Reproduce the full listing below word for word, line for line, with no changes.

— Begin Supplied entries —

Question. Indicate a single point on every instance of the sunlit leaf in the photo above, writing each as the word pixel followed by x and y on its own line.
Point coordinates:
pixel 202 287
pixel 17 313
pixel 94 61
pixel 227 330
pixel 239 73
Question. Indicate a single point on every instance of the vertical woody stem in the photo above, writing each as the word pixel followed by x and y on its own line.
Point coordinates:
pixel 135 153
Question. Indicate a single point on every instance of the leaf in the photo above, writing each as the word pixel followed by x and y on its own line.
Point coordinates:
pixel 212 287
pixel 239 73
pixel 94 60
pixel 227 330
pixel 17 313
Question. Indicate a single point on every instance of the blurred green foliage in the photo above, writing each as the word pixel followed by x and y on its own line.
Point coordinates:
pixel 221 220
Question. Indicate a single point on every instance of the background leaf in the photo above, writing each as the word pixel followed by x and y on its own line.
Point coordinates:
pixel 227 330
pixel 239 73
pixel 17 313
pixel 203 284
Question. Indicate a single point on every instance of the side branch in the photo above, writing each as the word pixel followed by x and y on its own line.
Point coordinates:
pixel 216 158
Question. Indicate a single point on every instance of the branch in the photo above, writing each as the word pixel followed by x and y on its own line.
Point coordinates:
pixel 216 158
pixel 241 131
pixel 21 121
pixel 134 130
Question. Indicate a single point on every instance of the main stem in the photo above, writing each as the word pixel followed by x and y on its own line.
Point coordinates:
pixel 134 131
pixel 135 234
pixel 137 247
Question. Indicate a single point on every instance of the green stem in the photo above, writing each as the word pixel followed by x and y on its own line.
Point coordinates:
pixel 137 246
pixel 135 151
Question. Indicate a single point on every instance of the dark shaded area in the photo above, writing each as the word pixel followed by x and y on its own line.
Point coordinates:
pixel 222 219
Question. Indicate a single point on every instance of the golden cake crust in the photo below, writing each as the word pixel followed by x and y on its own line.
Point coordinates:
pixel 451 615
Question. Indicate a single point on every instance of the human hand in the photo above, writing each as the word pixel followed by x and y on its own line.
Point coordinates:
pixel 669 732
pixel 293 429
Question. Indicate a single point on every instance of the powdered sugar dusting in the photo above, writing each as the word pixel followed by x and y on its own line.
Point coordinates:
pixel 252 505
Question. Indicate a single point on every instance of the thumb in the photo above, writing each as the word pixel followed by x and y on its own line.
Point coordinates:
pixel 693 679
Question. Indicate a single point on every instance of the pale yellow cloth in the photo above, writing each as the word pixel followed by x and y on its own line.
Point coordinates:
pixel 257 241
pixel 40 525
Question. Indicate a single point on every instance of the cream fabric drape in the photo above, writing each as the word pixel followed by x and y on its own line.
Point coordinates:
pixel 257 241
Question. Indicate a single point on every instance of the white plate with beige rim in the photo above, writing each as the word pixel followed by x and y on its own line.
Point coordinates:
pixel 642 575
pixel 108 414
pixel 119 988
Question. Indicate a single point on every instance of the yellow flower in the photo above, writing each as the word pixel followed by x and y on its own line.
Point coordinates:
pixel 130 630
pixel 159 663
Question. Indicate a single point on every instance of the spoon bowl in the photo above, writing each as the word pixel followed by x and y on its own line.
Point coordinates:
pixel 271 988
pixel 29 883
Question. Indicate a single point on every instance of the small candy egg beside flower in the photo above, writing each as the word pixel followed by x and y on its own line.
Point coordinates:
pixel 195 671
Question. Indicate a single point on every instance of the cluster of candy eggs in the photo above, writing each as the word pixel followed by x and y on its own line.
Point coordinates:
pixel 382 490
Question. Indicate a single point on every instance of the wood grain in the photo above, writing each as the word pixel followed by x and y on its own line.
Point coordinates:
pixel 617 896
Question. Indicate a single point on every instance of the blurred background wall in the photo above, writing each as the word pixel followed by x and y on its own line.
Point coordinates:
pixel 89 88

— End Supplied entries —

Exercise result:
Question. Indicate a single point on every instance of the sunlit leaf in the photo above, writing each as the word pixel followed by x and y on its own line.
Point coordinates:
pixel 202 287
pixel 17 313
pixel 94 61
pixel 227 330
pixel 239 73
Question. Indicate a single point on every instance of the vertical woody stem in the photo above, writing each as the word pixel followed by x and y on its own line.
Point coordinates:
pixel 135 153
Question. Indicate a single point on every instance of the leaf in the photo above, writing each as the word pixel followed by x and y on its own line.
Point coordinates:
pixel 212 287
pixel 239 73
pixel 94 60
pixel 227 330
pixel 17 313
Question. Indicate a single point on every instance of the blurred green foliage in the photo above, writing each as the word pixel followed by x and y on its own line.
Point coordinates:
pixel 221 220
Question. Indicate a single point on every instance of the background leaf in the photo above, writing each as the word pixel followed by x and y on its own line.
Point coordinates:
pixel 227 330
pixel 239 73
pixel 17 313
pixel 203 284
Question. Indicate a single point on every instance of the side branch in the photo above, writing each as the word pixel followed by x and y on its own line.
Point coordinates:
pixel 216 158
Question. Indicate a single point on every instance of the branch in the photo above, writing each as the word pixel followed by x and y on its own line.
Point coordinates:
pixel 216 158
pixel 241 131
pixel 21 121
pixel 134 130
Question. Indicate a single point on every instance of the main stem in the photo above, writing each as the word pixel followed by x and y on its own line.
Point coordinates:
pixel 134 131
pixel 135 234
pixel 137 247
Question. Indicate a single point on every instance of the green stem in the photo above, writing each as the word pixel followed by x and y on its own line.
Point coordinates:
pixel 137 246
pixel 135 151
Question. Indicate a single point on every instance of the dark shaded area in the photo above, writing each as the word pixel followed by x and y on its own line.
Point coordinates:
pixel 222 219
Question. Indicate a single point on every instance of the golden cake crust in the photo below, writing each as the word pixel followed by x and y on its own line.
Point coordinates:
pixel 451 615
Question. Indicate a single point on every instance of the human hand in the photo above, writing each as the word pixel followed by x and y on its own line.
Point coordinates:
pixel 669 732
pixel 293 429
Question. Indicate a single point on every instance of the powdered sugar dusting in the photo above, writing each as the word pixel followed by x and y on its own line.
Point coordinates:
pixel 252 505
Question. Indicate a single point on every instance of the thumb in the photo above, writing each as the word pixel followed by x and y on its own line.
Point coordinates:
pixel 693 679
Question. Indicate a single point on every instance of the pale yellow cloth in the photo above, writing each as the word pixel followed by x and y on its own line.
Point coordinates:
pixel 257 241
pixel 40 525
Question. Indicate a single point on every instance of the cream fabric drape in the photo above, writing each as the word pixel followed by x and y on its own line.
Point coordinates:
pixel 257 241
Question. Indicate a single point on every instance of the white plate with beige rim in the photo above, writing each as the word pixel followed by x and y on its own line.
Point coordinates:
pixel 642 575
pixel 108 414
pixel 119 988
Question. Indicate a single point on every instance of the yellow flower in the photo above, writing each as the word pixel followed by x and y on its own line.
Point coordinates:
pixel 130 630
pixel 159 663
Question. Indicate a single point on every instance of the spoon bowl in the photo above, writing each as the word pixel followed by x and y on its own line.
Point coordinates:
pixel 271 988
pixel 29 883
Question. Indicate a single point on every instance of the small candy egg beside flower in the photo above, writing each as the word pixel followed by x and y on its own line.
Point coordinates:
pixel 195 671
Question. Indicate a single point on every instance of the cluster of candy eggs in the photo above, writing each as the word pixel followed by x and y on its own line.
Point coordinates:
pixel 382 490
Question. Indicate a single point on every instance of the wood grain in the photo above, writing each as the word pixel followed by x and y on its own line.
Point coordinates:
pixel 617 896
Question. Indicate a single point on every instance of the blurred background wall in the photo above, writing each as the word pixel followed by x and y on its own line.
Point coordinates:
pixel 89 88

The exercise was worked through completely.